What the task requires: Format everything below, from the line containing "Would you point at the terracotta" down to the line containing "point(611, 405)", both included, as a Markdown table with the columns Row and Line. Give each line its own row with a row number, and leave out blank lines.
------ Material shown
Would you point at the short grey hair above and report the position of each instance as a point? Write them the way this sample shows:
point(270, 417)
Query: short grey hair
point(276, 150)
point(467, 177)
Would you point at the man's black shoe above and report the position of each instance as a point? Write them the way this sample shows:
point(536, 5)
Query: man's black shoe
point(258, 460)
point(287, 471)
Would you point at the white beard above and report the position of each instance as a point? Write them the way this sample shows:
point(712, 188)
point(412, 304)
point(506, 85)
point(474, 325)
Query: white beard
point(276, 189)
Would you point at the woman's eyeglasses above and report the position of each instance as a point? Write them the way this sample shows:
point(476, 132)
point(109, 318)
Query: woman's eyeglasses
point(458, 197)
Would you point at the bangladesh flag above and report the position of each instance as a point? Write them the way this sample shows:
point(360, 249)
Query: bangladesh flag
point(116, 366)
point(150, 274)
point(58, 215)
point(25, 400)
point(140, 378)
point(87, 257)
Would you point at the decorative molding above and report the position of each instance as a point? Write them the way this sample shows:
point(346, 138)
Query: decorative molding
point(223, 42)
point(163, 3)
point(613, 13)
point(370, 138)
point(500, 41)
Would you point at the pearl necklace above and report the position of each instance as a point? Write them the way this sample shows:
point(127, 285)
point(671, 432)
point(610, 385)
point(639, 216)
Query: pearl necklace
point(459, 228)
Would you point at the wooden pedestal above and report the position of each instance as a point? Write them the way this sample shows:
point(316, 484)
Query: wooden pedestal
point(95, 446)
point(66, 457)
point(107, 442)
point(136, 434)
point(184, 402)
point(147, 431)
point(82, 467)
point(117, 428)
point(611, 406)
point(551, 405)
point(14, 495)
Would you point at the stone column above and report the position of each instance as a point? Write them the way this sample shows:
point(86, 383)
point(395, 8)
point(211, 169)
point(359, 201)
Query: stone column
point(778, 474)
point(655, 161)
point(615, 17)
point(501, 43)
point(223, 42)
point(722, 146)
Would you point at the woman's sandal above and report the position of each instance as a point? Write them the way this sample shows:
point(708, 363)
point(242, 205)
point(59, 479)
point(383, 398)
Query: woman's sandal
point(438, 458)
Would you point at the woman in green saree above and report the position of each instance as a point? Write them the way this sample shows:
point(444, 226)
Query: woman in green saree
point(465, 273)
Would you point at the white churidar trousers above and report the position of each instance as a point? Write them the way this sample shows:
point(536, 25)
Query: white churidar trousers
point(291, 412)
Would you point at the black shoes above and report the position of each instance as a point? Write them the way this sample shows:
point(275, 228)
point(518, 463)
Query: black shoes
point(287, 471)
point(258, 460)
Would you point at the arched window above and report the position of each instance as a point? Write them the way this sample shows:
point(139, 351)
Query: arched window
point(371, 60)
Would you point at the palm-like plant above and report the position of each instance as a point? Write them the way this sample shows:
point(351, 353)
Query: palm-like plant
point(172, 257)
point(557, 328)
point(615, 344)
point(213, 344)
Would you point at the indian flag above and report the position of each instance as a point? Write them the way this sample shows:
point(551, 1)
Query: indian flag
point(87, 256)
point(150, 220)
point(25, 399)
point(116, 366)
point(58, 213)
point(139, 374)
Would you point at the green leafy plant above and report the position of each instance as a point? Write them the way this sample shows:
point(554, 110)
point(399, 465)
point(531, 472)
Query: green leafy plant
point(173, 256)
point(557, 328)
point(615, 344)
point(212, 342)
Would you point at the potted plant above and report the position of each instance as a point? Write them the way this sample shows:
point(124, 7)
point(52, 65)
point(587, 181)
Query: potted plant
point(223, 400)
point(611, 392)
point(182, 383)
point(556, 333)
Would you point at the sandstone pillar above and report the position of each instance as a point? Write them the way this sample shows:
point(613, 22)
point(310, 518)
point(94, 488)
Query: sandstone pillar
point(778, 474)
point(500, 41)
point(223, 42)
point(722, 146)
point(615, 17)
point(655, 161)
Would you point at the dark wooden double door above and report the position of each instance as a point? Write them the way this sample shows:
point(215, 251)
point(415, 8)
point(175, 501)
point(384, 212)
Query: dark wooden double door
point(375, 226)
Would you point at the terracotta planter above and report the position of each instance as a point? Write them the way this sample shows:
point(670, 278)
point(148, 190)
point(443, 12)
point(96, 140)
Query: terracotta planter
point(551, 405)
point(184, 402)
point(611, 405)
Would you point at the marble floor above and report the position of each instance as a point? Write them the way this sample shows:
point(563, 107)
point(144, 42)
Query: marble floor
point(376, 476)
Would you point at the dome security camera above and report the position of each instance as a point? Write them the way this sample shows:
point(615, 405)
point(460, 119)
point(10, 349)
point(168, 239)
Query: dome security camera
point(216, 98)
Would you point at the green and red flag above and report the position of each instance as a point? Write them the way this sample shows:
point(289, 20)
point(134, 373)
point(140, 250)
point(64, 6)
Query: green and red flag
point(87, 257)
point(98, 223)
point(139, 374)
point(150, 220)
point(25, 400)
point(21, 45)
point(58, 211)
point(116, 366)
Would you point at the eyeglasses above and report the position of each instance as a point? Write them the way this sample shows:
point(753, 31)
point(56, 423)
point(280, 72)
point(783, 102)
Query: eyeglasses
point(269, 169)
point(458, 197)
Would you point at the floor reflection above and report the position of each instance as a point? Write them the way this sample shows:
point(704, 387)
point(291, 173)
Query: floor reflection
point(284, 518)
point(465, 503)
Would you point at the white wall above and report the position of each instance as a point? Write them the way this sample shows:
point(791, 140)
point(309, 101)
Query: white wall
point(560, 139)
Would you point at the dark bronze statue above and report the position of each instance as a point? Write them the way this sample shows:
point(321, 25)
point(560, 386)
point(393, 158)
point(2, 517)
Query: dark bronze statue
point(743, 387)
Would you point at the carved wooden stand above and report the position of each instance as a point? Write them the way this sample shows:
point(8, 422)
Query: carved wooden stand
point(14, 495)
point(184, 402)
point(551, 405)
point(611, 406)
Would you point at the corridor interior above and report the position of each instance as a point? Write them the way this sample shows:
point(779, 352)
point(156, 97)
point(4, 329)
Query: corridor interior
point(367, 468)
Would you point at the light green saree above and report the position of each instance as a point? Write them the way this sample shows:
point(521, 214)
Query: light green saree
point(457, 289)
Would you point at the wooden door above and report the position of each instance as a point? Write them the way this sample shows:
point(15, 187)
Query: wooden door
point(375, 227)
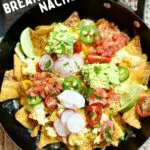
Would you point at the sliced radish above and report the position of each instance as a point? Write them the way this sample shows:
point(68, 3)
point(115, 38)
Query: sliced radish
point(61, 128)
point(45, 63)
point(71, 99)
point(66, 115)
point(75, 123)
point(77, 62)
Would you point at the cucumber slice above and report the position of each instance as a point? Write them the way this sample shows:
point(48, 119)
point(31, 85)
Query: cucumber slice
point(26, 43)
point(129, 100)
point(129, 105)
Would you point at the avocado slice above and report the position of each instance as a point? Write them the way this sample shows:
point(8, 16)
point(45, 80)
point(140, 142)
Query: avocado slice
point(26, 43)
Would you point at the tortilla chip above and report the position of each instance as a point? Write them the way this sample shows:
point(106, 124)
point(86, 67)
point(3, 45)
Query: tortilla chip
point(10, 87)
point(146, 74)
point(35, 131)
point(118, 132)
point(45, 140)
point(17, 68)
point(131, 118)
point(115, 143)
point(22, 116)
point(23, 101)
point(73, 20)
point(134, 47)
point(53, 117)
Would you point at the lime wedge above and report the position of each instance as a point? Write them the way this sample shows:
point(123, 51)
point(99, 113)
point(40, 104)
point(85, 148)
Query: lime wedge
point(129, 105)
point(26, 43)
point(19, 52)
point(128, 100)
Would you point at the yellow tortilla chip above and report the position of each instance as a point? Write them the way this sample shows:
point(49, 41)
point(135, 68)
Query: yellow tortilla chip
point(10, 87)
point(115, 143)
point(24, 86)
point(17, 68)
point(35, 131)
point(131, 118)
point(45, 140)
point(23, 101)
point(73, 20)
point(146, 74)
point(22, 116)
point(118, 132)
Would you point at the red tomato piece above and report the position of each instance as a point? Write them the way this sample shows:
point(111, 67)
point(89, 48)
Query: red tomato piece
point(77, 46)
point(143, 107)
point(107, 129)
point(38, 69)
point(98, 59)
point(94, 114)
point(51, 103)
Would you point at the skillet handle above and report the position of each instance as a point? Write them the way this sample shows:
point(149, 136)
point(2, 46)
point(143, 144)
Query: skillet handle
point(1, 20)
point(140, 7)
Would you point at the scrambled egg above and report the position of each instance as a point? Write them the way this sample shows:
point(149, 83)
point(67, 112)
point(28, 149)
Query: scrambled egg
point(38, 113)
point(75, 139)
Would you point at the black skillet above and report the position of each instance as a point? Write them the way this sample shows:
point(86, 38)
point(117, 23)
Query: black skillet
point(94, 9)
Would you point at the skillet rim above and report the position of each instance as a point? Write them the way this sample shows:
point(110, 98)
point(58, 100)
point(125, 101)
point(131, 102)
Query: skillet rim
point(31, 9)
------------
Response to the task:
| Row | Line |
|---|---|
| 1 | Would you point at the terracotta planter above and report the position of each instance as a point? Write them the way this sample shows: |
| 2 | point(670, 278) |
| 3 | point(148, 190) |
| 4 | point(443, 12) |
| 5 | point(96, 140) |
| 6 | Query: terracotta planter |
| 7 | point(551, 405) |
| 8 | point(184, 402) |
| 9 | point(611, 405) |